■ Aim:
Please quote all of the lines below word for word, leaving out the picture.

■ Information shown:
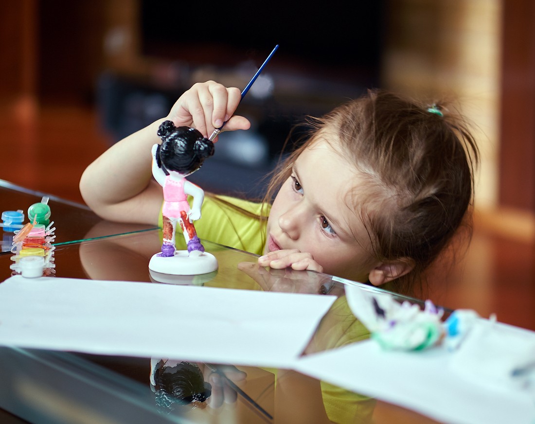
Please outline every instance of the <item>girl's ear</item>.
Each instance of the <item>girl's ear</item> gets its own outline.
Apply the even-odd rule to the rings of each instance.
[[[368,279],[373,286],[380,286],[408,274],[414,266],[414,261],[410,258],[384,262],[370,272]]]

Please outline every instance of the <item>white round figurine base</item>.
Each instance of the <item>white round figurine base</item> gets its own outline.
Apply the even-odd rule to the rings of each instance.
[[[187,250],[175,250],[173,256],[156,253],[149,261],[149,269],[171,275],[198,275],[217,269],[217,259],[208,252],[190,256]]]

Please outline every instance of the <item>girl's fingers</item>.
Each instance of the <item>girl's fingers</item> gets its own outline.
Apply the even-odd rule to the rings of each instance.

■ The solution:
Please outline every instance of the <item>girl's ear</item>.
Each instance of the <item>girl's ear</item> gets its own outline.
Apply the even-odd rule to the rings of each instance.
[[[368,279],[373,286],[380,286],[408,274],[414,266],[414,261],[410,258],[384,262],[370,272]]]

Please outline every instance of the <item>white round figurine base</item>.
Each instance of the <item>white round figurine base</item> gets its own outline.
Apply the even-odd rule to the rings of each instance.
[[[187,250],[175,250],[173,256],[156,253],[149,261],[149,269],[171,275],[198,275],[217,269],[217,259],[208,252],[190,256]]]

Please outline every instance of the <item>girl's fingers</item>.
Each instance of the <item>girl's fingers</item> gets its own outline.
Apply the even-odd rule to the rings of each instance.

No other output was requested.